#### Stated problem 1
Translate into Spanish this sentence from the message on DMA segment size: "Yes, but without this change, you will get your 512 KB request in 8 S/G entries minimum, when it could be in one if contiguous."

#### Text shown
Hi Or!
On Mon, 2011-01-17 at 13:16 +0200, Or Gerlitz wrote:
> David Dillow wrote:
> > By default, each device is assumed to be able only handle 64 KB chunks
> > during DMA.
> > By giving the segment size a larger value, the block layer
> > will coalesce more S/G entries together for SRP, allowing larger
> > requests with the same sg_tablesize setting.
>
> Hi Dave,
>
> I'd be happy if you can elaborate more or point me to some article which
> explains how this setting effects the kernel sg coalescing code, specifically
> -
> when the block layer considers both the scsi sg_tablesize advertised by the
> SCSI
> LLD for a scsi host H and the max_set_size set for the dma device used by H,
> does
> it use a minimum function?
>
> Looking on the code of block/blk-merge.c :: blk_rq_map_sg , which I was
> thinking to be
> relevant here, I don't see any reference to sg_table_size / max_sectors,
> since its
> block layer, non scsi specific code, so I guess that for scsi devices,
> there's
> some over-ruling done before/after that code runs?
We're talking about different things --
max_segments(sg_tablesize)/max_sectors are the limits as we're adding
pages to the bio via bio_add_page(). blk_rq_map_sg() uses
max_segment_size as a bound on the largest S/G entry into which it can
coalesce multiple entries from the BIO.
It is considered in the line
if (sg->length + nbytes > queue_max_segment_size(q))
goto new_segment;
max_segment_size for SCSI devices gets by the DMA values from
shost->shost_gendev.parent in __scsi_alloc_queue().
shost->shost_gendev.parent is set to ib_device->dma_device by SRP when
it calls scsi_add_host(). ib_device->dma_device is set to &pdev->dev by
the underlying hardware drivers.
> In iser we want to support up to 512KB IOs, so sg_tablesize is 128 (=512>>12)
> which on systems with 4K page size accounts to 512K totally (we also set
> max_sectors
> to 1024, so on systems with 16K or whatever page size, we'll not get > 512K
> IOs).
Yes, but without this change, you will get your 512 KB request in 8 S/G
entries minimum, when it could be in one if contiguous. For our systems
where we're trying to get 1 MB or larger IOs over SRP, we get 16 S/G
entries when we could get one, potentially forcing us into using FMRs
and doing additional work when we could just map the single entry
directly.

#### Detection examples

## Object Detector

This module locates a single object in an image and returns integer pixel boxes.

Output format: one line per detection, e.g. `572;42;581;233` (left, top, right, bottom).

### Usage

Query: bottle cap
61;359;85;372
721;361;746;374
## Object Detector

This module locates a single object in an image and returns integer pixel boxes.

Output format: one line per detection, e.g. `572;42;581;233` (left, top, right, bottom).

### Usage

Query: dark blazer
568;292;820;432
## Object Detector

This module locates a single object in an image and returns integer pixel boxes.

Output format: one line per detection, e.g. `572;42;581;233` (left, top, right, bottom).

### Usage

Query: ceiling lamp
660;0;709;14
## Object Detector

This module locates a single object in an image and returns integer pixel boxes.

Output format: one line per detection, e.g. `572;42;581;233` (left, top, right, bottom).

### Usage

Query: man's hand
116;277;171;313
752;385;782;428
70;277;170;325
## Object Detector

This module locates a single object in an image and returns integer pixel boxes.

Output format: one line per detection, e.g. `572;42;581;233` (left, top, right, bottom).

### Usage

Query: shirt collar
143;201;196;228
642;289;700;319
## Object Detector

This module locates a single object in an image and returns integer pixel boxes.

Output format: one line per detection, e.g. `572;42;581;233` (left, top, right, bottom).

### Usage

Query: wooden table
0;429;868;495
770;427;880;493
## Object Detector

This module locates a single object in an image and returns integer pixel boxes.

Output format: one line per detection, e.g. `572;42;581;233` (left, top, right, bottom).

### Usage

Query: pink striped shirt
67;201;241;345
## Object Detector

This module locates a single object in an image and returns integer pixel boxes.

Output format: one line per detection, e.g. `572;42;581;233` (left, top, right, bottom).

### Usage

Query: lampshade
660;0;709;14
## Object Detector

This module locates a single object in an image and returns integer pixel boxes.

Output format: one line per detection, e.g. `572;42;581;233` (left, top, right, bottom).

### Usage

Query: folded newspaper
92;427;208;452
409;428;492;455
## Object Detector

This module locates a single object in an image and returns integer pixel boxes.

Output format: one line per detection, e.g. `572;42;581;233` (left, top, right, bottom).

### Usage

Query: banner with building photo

#### Stated problem 2
Express the listing, from its first line through the line containing "721;361;746;374", as a JSON list of strings with one string per line, omitting blank lines.

#### Answer 1
Sí, pero sin este cambio, obtendrá su solicitud de 512 KB en un mínimo de 8 entradas S/G, cuando podría estar en una sola si fuera contigua.

#### Answer 2
[
  "## Object Detector",
  "This module locates a single object in an image and returns integer pixel boxes.",
  "Output format: one line per detection, e.g. `572;42;581;233` (left, top, right, bottom).",
  "### Usage",
  "Query: bottle cap",
  "61;359;85;372",
  "721;361;746;374"
]